=== ROWS ===
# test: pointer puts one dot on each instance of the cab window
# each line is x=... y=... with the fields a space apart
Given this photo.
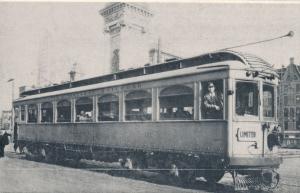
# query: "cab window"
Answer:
x=212 y=100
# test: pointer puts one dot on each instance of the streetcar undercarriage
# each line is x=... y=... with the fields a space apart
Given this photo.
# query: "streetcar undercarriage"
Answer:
x=185 y=167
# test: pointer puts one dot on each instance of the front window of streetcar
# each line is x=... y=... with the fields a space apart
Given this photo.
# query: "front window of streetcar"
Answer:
x=268 y=100
x=247 y=99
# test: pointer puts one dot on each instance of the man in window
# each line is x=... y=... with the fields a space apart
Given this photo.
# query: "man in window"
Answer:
x=213 y=103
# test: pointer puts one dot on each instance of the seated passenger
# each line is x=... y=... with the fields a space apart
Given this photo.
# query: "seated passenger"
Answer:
x=213 y=103
x=181 y=114
x=82 y=117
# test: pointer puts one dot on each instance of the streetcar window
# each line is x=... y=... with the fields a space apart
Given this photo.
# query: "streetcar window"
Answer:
x=268 y=101
x=17 y=114
x=108 y=108
x=247 y=98
x=32 y=113
x=84 y=109
x=64 y=111
x=286 y=112
x=212 y=100
x=138 y=106
x=47 y=112
x=23 y=113
x=176 y=103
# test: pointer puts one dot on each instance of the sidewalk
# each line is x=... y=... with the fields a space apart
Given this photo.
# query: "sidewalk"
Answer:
x=289 y=152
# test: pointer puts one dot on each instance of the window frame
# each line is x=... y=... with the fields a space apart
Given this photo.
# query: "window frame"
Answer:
x=41 y=112
x=149 y=91
x=88 y=120
x=37 y=113
x=251 y=117
x=201 y=95
x=274 y=101
x=57 y=114
x=99 y=109
x=161 y=89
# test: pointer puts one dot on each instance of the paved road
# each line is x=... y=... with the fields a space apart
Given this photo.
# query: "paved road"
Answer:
x=20 y=175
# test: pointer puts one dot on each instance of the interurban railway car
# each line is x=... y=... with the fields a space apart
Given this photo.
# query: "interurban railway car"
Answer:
x=200 y=116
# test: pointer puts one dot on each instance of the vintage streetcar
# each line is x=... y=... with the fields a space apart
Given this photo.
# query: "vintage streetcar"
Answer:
x=164 y=117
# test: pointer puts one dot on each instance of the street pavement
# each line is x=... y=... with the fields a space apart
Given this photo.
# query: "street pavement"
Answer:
x=20 y=175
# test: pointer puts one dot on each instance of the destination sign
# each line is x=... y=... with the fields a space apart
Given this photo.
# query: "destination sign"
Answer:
x=246 y=135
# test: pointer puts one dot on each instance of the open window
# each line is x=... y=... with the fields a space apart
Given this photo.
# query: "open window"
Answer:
x=138 y=106
x=84 y=109
x=176 y=103
x=23 y=113
x=47 y=112
x=32 y=113
x=108 y=108
x=212 y=106
x=64 y=111
x=268 y=100
x=247 y=99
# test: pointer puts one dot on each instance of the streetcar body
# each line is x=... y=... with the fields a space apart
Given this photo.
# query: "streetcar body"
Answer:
x=159 y=110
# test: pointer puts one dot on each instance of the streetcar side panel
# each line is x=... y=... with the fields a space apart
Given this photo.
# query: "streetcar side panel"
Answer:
x=189 y=137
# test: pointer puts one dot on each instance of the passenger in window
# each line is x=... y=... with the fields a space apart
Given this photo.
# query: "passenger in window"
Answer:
x=213 y=103
x=181 y=113
x=82 y=117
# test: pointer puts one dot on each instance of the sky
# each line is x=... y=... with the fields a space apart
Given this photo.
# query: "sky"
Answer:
x=63 y=33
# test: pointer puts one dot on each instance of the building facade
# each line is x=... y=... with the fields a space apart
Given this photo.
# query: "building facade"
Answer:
x=289 y=103
x=131 y=39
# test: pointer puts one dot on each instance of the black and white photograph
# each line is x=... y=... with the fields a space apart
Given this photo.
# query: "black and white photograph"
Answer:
x=150 y=97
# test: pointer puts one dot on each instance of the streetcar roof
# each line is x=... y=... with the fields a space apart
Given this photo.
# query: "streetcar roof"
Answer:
x=209 y=59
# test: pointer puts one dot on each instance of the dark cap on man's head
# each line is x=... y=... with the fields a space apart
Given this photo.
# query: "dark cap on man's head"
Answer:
x=210 y=84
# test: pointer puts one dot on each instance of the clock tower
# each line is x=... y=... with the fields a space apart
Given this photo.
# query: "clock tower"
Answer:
x=128 y=27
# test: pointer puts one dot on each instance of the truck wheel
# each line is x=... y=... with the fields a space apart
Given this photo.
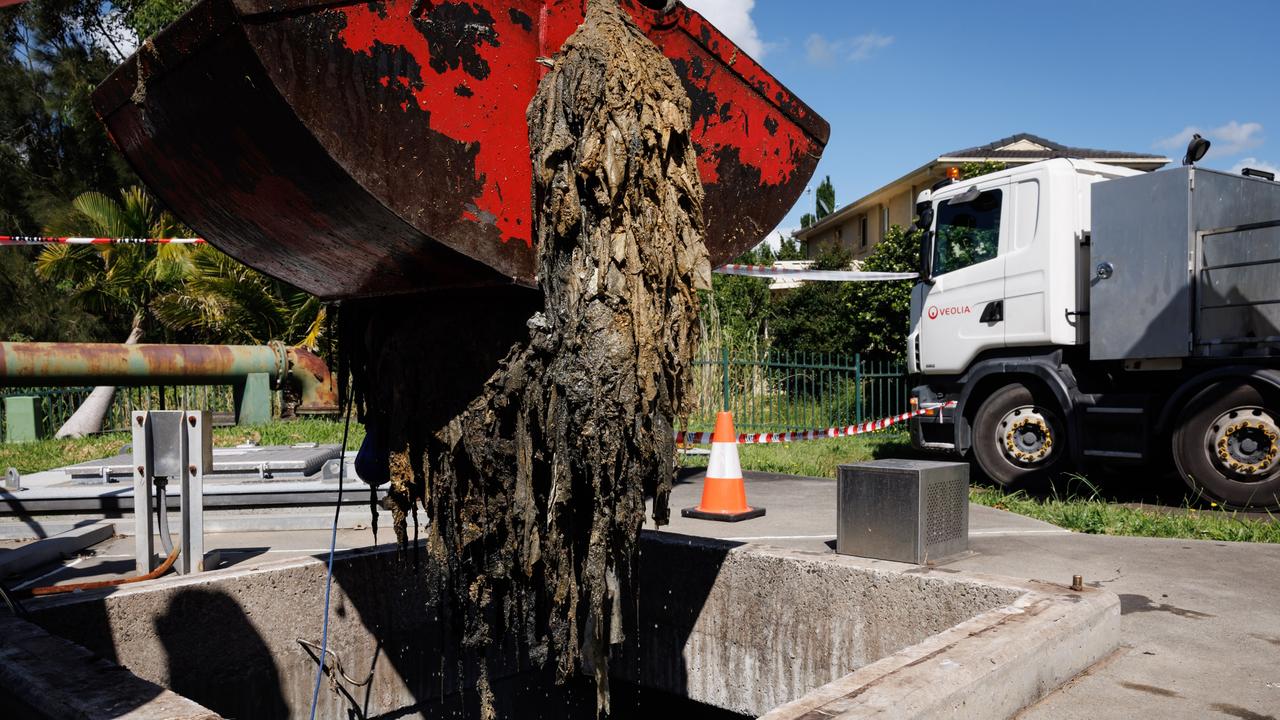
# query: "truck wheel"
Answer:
x=1019 y=440
x=1226 y=446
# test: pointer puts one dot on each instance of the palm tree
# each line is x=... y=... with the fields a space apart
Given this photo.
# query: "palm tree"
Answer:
x=114 y=279
x=197 y=292
x=222 y=300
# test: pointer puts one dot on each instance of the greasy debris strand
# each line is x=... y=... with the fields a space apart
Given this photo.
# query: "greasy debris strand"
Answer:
x=535 y=490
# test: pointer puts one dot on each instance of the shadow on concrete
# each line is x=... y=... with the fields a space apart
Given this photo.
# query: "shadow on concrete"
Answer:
x=215 y=656
x=232 y=643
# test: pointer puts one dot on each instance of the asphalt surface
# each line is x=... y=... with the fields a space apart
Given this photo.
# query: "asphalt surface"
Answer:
x=1200 y=625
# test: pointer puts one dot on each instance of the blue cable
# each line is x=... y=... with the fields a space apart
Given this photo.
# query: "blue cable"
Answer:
x=328 y=580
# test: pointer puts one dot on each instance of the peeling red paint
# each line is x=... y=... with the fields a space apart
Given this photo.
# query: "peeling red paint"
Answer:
x=736 y=112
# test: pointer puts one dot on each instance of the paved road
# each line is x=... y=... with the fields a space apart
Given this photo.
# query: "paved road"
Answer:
x=1200 y=620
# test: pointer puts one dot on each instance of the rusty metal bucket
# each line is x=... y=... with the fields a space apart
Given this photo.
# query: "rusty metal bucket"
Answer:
x=359 y=149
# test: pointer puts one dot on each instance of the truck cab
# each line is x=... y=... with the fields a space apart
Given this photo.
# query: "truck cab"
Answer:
x=1072 y=314
x=1008 y=264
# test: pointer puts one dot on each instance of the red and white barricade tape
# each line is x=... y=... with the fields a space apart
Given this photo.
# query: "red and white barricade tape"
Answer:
x=848 y=431
x=808 y=274
x=36 y=240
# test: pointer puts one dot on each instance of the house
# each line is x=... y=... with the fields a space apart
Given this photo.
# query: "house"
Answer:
x=860 y=224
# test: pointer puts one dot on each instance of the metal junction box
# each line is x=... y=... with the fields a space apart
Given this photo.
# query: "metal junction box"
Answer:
x=1185 y=261
x=903 y=510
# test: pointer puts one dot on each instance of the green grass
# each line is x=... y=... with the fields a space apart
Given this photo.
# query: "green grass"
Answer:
x=1080 y=506
x=42 y=455
x=1089 y=513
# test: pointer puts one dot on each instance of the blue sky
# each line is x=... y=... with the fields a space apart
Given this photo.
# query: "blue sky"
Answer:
x=903 y=82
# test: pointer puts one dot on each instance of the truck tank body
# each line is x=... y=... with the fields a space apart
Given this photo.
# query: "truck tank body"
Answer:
x=368 y=149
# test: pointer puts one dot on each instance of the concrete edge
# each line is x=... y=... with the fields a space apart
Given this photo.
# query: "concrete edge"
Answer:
x=987 y=668
x=62 y=679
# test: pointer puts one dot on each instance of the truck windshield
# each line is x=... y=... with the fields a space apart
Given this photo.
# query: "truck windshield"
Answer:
x=968 y=232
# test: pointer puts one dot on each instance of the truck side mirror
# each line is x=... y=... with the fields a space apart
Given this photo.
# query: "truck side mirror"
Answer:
x=926 y=255
x=924 y=224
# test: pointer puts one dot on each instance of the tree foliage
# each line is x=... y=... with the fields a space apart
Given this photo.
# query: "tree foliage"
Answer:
x=983 y=168
x=117 y=282
x=60 y=174
x=851 y=317
x=824 y=200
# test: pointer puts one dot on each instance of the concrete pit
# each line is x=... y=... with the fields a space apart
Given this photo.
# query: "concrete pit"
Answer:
x=726 y=629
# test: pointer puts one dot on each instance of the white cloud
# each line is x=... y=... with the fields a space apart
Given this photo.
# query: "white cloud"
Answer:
x=822 y=51
x=1257 y=165
x=1228 y=140
x=864 y=45
x=734 y=18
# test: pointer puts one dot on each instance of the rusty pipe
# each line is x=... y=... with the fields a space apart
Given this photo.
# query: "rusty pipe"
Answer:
x=88 y=363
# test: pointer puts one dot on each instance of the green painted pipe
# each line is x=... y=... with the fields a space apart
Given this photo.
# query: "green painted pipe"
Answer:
x=92 y=364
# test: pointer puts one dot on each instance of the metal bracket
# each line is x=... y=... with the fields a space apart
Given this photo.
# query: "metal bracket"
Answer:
x=177 y=447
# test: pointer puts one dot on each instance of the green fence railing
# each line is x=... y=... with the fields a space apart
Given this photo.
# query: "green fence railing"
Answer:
x=58 y=404
x=780 y=392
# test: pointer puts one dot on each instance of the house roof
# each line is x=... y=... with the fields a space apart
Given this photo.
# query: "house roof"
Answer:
x=1027 y=146
x=1022 y=147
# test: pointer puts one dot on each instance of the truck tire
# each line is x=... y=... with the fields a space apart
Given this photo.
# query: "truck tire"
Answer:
x=1019 y=438
x=1226 y=446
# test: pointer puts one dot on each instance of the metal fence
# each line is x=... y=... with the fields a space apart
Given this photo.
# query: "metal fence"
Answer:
x=780 y=392
x=58 y=404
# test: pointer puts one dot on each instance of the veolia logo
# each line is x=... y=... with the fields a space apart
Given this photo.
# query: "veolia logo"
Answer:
x=954 y=310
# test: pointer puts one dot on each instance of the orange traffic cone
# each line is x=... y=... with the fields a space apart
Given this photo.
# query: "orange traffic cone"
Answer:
x=723 y=490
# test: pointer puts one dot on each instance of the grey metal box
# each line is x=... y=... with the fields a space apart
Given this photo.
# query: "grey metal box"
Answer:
x=903 y=510
x=1194 y=264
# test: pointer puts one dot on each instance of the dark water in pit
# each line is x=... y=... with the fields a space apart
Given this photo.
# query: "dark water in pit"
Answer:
x=632 y=702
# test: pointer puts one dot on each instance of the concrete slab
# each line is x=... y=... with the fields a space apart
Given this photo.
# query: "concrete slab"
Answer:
x=1200 y=619
x=741 y=628
x=49 y=677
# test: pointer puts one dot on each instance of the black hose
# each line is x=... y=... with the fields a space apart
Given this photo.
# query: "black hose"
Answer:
x=14 y=606
x=163 y=515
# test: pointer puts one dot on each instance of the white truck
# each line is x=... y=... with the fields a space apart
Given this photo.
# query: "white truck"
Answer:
x=1073 y=314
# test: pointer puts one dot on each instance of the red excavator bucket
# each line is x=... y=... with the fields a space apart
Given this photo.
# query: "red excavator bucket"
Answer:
x=374 y=147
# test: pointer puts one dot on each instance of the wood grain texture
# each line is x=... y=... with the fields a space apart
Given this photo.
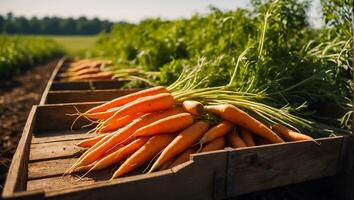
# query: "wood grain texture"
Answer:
x=87 y=85
x=17 y=174
x=55 y=117
x=50 y=81
x=54 y=150
x=270 y=166
x=73 y=96
x=49 y=168
x=56 y=136
x=166 y=184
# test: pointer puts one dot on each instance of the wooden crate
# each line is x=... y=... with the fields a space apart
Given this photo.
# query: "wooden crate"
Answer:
x=74 y=96
x=57 y=91
x=47 y=148
x=56 y=83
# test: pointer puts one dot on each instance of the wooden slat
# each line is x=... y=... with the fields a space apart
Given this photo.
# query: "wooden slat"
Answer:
x=50 y=81
x=55 y=117
x=57 y=136
x=72 y=96
x=278 y=165
x=17 y=174
x=87 y=85
x=166 y=184
x=54 y=150
x=49 y=168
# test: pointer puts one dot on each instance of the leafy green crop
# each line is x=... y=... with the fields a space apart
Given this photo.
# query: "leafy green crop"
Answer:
x=17 y=53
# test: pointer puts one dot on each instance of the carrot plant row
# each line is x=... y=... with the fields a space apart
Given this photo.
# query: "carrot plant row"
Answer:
x=155 y=126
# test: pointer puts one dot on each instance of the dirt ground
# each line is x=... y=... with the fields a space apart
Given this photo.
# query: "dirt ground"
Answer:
x=17 y=96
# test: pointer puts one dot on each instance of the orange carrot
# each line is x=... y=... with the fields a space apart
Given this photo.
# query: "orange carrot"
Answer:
x=182 y=158
x=102 y=115
x=217 y=144
x=120 y=154
x=182 y=142
x=169 y=124
x=247 y=137
x=216 y=131
x=96 y=76
x=152 y=147
x=147 y=104
x=193 y=107
x=122 y=134
x=241 y=118
x=234 y=140
x=114 y=124
x=288 y=134
x=128 y=98
x=87 y=143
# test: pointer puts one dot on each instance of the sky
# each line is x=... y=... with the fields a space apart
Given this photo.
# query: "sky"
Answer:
x=125 y=10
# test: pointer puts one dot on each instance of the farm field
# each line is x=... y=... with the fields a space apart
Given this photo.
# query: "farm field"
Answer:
x=257 y=100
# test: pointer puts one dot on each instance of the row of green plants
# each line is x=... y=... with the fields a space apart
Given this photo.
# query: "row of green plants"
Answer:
x=18 y=53
x=269 y=50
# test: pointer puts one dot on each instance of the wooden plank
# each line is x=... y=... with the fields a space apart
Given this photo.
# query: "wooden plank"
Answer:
x=49 y=168
x=270 y=166
x=55 y=117
x=17 y=174
x=56 y=136
x=87 y=85
x=54 y=150
x=72 y=96
x=54 y=73
x=166 y=184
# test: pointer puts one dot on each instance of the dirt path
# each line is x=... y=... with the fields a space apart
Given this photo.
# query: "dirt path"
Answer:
x=17 y=97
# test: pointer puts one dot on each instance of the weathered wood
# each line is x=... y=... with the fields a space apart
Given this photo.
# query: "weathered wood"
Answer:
x=54 y=150
x=270 y=166
x=166 y=184
x=50 y=81
x=49 y=168
x=87 y=85
x=56 y=136
x=55 y=118
x=73 y=96
x=17 y=174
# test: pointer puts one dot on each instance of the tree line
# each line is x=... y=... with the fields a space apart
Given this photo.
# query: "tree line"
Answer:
x=11 y=24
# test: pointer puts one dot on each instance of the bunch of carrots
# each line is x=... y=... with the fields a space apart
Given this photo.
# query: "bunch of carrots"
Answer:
x=87 y=69
x=153 y=125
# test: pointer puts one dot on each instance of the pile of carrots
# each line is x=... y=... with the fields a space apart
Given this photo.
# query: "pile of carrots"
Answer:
x=150 y=127
x=87 y=69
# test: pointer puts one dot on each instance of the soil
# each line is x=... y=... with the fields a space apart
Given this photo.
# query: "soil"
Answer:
x=17 y=96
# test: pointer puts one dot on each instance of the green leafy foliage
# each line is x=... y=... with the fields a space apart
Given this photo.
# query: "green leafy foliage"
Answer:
x=17 y=53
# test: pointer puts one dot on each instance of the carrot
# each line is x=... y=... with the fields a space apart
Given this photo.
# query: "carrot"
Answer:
x=152 y=147
x=147 y=104
x=167 y=164
x=193 y=107
x=96 y=76
x=288 y=134
x=122 y=134
x=217 y=144
x=102 y=115
x=216 y=131
x=120 y=154
x=115 y=124
x=128 y=98
x=234 y=140
x=247 y=137
x=169 y=124
x=182 y=142
x=86 y=71
x=87 y=143
x=182 y=158
x=241 y=118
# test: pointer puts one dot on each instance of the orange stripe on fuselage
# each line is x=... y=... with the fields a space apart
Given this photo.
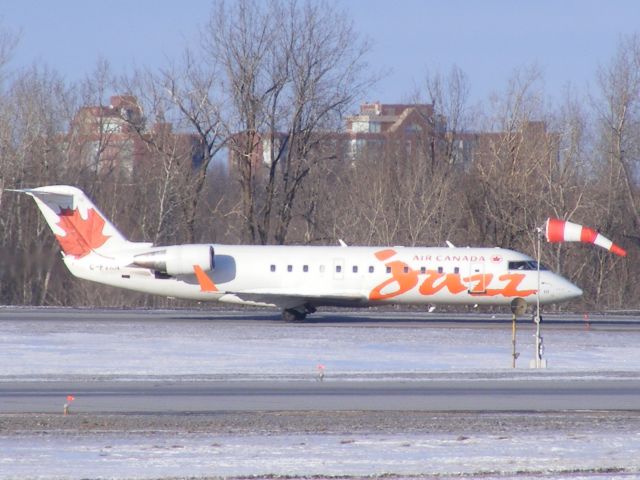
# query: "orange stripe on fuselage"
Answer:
x=206 y=284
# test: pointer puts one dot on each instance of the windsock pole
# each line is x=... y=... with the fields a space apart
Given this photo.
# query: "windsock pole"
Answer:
x=537 y=361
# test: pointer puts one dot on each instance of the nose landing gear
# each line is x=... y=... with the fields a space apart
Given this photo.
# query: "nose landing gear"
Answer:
x=297 y=314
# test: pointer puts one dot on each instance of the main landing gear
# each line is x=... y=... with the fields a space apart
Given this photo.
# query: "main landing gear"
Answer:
x=297 y=314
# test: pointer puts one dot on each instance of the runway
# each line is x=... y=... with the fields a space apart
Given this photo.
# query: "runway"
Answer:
x=98 y=397
x=234 y=394
x=172 y=361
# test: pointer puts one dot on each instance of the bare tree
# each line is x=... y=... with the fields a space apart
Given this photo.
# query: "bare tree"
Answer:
x=290 y=70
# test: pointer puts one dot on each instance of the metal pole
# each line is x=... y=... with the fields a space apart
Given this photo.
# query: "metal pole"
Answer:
x=538 y=362
x=514 y=354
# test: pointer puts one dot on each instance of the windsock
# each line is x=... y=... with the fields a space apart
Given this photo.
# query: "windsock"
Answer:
x=562 y=231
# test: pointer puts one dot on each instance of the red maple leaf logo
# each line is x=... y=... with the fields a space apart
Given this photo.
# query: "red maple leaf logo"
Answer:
x=82 y=235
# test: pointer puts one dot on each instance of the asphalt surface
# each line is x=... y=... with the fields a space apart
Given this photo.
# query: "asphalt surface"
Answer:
x=272 y=395
x=162 y=396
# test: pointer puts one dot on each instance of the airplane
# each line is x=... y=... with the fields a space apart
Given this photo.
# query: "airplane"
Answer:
x=295 y=279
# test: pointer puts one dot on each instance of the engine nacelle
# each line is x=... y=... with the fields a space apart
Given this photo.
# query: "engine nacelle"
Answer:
x=177 y=259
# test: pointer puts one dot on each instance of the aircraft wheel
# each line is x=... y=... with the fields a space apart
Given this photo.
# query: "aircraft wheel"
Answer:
x=293 y=315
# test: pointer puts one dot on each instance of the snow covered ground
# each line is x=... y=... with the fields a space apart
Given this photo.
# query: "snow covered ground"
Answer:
x=101 y=347
x=198 y=347
x=559 y=455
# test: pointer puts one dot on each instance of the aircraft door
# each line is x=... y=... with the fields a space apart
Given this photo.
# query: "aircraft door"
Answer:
x=338 y=268
x=477 y=280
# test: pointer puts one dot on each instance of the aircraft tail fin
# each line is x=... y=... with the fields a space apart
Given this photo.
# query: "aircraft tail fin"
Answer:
x=80 y=228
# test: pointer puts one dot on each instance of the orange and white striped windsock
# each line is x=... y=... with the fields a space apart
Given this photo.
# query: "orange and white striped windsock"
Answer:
x=562 y=231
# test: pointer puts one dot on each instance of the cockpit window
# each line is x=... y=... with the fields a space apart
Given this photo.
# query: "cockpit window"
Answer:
x=526 y=265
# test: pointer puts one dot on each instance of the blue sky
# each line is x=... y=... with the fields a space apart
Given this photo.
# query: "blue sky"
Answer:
x=566 y=39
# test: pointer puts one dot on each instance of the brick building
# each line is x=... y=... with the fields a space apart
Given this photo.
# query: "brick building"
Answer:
x=116 y=138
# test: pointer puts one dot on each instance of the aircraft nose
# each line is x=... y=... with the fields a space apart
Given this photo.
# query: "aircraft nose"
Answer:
x=574 y=291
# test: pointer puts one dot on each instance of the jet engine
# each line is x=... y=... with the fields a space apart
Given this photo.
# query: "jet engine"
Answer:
x=177 y=259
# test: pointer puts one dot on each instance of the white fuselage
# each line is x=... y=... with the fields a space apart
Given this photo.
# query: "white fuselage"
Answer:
x=289 y=276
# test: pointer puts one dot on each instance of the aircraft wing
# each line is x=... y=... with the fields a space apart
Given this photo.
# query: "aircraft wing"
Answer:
x=288 y=299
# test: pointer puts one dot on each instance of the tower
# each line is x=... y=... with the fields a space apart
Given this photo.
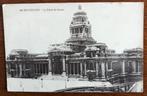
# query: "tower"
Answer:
x=80 y=31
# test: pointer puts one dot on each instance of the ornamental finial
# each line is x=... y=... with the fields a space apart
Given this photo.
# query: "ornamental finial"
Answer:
x=80 y=7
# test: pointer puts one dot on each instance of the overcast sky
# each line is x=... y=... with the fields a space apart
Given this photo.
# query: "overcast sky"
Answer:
x=36 y=26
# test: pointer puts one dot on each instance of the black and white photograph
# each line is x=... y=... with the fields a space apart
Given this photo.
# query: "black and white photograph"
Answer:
x=74 y=47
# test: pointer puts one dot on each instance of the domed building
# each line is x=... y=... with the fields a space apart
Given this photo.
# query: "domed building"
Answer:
x=80 y=56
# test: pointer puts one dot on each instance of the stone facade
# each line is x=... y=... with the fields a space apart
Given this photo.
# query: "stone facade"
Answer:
x=80 y=56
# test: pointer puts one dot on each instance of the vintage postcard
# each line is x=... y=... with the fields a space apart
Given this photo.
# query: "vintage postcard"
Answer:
x=74 y=47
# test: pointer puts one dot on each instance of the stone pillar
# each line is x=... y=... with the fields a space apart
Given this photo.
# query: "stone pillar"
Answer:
x=103 y=70
x=73 y=68
x=81 y=69
x=63 y=64
x=123 y=67
x=69 y=68
x=77 y=68
x=96 y=69
x=85 y=73
x=49 y=67
x=134 y=66
x=20 y=70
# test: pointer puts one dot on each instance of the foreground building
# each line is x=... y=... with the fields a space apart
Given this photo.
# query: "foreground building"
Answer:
x=80 y=56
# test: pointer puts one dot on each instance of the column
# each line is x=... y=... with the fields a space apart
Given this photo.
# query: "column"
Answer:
x=96 y=69
x=123 y=67
x=49 y=67
x=103 y=69
x=69 y=68
x=63 y=64
x=77 y=68
x=85 y=69
x=73 y=68
x=81 y=71
x=134 y=66
x=20 y=70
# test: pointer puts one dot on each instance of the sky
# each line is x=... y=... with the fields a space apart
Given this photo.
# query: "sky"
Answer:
x=35 y=26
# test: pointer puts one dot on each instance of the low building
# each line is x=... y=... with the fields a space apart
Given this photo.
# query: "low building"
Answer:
x=80 y=56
===
- _TO DO_
Copy the rows word for word, from the first line through the line containing "x=185 y=167", and leave out the pictures.

- _RESULT FOR THIS EXERCISE_
# test: pointer puts one dot on each instance of the cab window
# each line is x=... y=... with the fields a space apart
Given this photo.
# query: "cab window"
Answer:
x=212 y=100
# test: pointer puts one dot on each instance of the streetcar undercarriage
# each line is x=... y=... with the fields a space apart
Given this photo.
# query: "streetcar undercarriage"
Answer:
x=185 y=167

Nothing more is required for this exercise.